━━ RECORDS FOR THIS EXERCISE ━━

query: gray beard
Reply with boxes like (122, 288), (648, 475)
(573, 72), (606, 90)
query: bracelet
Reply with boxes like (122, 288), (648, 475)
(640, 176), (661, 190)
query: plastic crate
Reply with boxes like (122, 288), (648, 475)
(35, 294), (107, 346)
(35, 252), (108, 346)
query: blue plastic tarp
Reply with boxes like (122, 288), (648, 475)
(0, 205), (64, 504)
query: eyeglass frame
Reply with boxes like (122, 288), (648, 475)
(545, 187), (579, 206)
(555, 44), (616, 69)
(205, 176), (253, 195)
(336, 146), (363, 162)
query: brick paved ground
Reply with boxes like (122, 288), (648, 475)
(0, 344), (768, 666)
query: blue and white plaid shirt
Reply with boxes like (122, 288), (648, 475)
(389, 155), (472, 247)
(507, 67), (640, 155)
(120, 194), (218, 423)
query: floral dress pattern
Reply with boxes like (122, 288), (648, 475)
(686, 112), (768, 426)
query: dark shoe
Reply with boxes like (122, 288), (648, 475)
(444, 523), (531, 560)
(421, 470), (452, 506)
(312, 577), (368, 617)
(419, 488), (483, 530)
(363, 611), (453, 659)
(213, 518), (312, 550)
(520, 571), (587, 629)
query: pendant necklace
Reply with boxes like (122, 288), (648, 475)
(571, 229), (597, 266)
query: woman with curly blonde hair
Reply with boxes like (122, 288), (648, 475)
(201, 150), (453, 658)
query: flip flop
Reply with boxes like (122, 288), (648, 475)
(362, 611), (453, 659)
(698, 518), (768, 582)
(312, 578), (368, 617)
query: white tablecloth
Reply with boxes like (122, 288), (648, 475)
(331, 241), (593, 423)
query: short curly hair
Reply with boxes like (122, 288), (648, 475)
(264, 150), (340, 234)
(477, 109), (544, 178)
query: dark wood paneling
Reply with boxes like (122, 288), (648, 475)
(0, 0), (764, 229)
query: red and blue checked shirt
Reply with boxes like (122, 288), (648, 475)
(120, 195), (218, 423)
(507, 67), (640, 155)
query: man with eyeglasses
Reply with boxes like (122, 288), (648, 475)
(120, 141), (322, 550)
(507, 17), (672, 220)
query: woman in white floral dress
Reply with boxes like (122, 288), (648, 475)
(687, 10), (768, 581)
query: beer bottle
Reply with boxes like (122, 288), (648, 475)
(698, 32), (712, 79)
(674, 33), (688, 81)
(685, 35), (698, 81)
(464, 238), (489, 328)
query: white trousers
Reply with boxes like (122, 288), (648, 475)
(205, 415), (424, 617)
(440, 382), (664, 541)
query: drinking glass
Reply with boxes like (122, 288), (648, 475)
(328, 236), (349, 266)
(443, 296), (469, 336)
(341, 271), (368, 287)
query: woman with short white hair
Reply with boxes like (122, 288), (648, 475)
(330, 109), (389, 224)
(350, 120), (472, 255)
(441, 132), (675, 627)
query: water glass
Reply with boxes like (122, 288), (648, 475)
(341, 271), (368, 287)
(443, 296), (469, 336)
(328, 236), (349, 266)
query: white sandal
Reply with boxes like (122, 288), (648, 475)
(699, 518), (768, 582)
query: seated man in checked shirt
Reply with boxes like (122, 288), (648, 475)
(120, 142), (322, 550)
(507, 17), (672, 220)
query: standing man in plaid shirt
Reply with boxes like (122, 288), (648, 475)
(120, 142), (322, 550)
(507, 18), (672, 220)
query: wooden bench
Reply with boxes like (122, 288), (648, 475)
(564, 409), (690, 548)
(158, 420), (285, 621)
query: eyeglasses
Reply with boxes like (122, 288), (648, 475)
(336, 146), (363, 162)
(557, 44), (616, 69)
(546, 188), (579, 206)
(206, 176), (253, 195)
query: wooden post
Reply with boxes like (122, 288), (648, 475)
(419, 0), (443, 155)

━━━

**BRIEF**
Tally the rows that contain the word "white" and reply with only that number.

**EXERCISE ANSWER**
6